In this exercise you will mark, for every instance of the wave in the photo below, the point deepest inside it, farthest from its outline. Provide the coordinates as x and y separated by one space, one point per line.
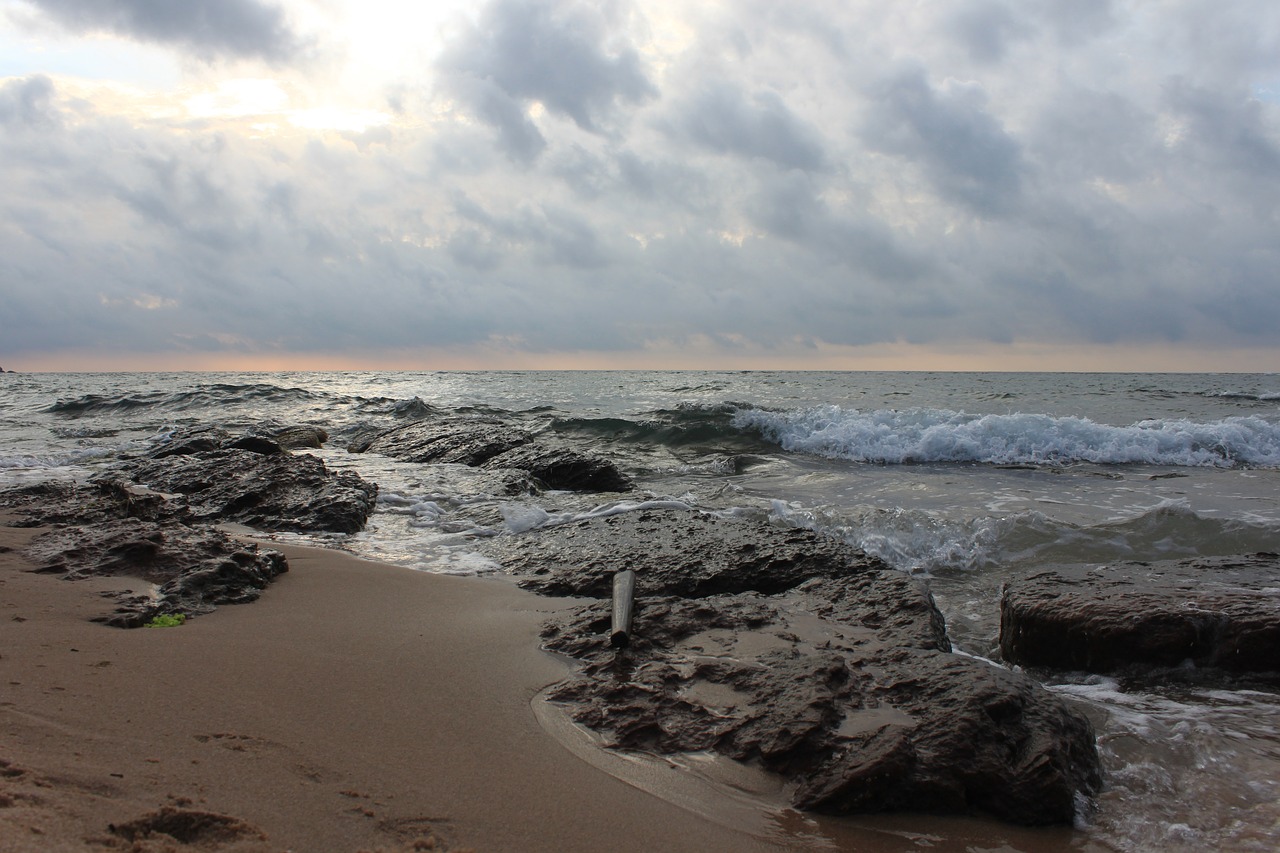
199 397
1264 396
918 541
12 461
941 436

- _Exercise aim_
Go through the lines above and write each one out verbatim, skipping the pictures.

- _Solution to the problem_
In this exercise you will mark, for every instance of the wave in the photo below, the point deepest inside it, farthest from its outline. Provide the coordinates as x and y separated by one space, one point per line.
199 397
1264 396
918 541
12 461
941 436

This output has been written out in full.